→ **WORK TO BE COMPLETED**:
Every line of the records that holds the word "metal" should be copied.

→ **Saved entries**:
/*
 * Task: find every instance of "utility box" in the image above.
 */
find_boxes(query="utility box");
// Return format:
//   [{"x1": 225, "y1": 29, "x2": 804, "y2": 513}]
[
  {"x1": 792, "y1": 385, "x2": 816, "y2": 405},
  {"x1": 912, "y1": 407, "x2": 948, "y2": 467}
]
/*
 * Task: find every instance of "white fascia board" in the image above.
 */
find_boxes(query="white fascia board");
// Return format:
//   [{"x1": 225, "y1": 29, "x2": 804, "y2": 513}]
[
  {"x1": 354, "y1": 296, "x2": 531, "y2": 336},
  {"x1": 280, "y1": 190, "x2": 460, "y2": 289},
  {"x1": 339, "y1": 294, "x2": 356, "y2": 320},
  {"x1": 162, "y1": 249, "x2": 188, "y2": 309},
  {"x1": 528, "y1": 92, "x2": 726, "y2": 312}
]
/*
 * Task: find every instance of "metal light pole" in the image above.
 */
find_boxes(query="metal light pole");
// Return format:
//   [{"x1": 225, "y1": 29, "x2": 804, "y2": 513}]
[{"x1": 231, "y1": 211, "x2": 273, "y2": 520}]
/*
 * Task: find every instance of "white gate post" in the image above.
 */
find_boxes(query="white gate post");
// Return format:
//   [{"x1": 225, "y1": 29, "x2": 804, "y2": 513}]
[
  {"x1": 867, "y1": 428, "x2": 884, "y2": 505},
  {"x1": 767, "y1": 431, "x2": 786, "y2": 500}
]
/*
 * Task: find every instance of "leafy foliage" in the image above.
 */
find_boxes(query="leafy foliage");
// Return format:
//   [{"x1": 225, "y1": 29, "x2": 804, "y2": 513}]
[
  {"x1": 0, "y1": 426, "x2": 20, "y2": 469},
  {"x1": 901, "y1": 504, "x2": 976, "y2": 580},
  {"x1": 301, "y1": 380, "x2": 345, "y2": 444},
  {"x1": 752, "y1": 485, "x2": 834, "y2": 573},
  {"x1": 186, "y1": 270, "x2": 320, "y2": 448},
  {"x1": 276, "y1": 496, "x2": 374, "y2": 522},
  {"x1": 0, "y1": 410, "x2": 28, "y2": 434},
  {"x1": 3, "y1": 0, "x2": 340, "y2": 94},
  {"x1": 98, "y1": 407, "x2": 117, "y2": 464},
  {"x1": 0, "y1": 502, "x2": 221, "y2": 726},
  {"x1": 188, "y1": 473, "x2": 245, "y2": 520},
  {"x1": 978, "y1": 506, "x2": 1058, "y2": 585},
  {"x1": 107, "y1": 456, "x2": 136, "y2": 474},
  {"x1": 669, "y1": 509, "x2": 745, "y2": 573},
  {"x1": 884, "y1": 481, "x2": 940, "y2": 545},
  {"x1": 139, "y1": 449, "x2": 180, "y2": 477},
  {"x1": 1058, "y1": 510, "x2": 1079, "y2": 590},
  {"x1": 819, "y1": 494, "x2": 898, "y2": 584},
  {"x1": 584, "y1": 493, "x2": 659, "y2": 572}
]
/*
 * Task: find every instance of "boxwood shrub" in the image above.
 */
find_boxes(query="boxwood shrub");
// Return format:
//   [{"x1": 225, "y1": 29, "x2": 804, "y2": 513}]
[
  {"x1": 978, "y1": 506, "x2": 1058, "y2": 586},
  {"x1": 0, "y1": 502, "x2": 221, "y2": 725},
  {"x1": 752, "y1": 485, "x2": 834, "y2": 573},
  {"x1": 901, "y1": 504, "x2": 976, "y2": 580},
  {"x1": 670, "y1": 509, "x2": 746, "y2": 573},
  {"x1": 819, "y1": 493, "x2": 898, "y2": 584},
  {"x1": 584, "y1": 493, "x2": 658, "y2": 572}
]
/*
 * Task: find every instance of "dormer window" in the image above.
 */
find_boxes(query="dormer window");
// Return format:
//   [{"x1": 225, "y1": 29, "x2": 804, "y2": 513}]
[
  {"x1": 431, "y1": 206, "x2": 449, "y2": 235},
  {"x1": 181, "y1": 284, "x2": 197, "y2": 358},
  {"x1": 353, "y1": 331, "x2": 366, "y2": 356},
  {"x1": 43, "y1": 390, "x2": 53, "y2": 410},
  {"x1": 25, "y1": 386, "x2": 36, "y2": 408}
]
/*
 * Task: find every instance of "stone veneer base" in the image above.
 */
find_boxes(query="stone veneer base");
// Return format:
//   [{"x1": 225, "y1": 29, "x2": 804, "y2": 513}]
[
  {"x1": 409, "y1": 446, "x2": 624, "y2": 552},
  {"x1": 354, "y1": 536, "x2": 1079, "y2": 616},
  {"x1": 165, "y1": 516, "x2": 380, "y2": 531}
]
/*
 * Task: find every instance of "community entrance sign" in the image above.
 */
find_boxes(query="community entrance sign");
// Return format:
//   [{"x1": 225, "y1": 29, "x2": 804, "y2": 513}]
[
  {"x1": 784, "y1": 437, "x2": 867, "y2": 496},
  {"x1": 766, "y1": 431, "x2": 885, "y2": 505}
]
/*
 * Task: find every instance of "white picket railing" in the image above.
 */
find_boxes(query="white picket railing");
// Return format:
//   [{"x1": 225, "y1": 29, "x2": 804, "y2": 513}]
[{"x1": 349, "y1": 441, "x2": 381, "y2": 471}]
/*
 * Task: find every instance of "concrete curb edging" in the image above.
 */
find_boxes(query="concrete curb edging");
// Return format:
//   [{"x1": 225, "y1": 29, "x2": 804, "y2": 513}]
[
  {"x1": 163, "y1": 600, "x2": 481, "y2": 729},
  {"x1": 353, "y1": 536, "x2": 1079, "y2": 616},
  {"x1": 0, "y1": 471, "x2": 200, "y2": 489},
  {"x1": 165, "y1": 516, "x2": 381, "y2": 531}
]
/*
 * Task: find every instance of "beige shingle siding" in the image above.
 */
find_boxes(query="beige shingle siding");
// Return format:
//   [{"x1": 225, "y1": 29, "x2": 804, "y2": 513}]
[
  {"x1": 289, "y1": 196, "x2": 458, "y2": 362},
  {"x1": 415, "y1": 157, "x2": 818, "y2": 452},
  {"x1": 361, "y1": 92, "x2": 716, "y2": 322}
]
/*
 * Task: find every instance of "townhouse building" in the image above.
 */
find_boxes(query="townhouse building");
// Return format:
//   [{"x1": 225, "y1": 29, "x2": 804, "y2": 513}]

→ **ANSWER SECTION**:
 * Task: find every instance of "metal light pole" in the image above.
find_boxes(query="metal light pole");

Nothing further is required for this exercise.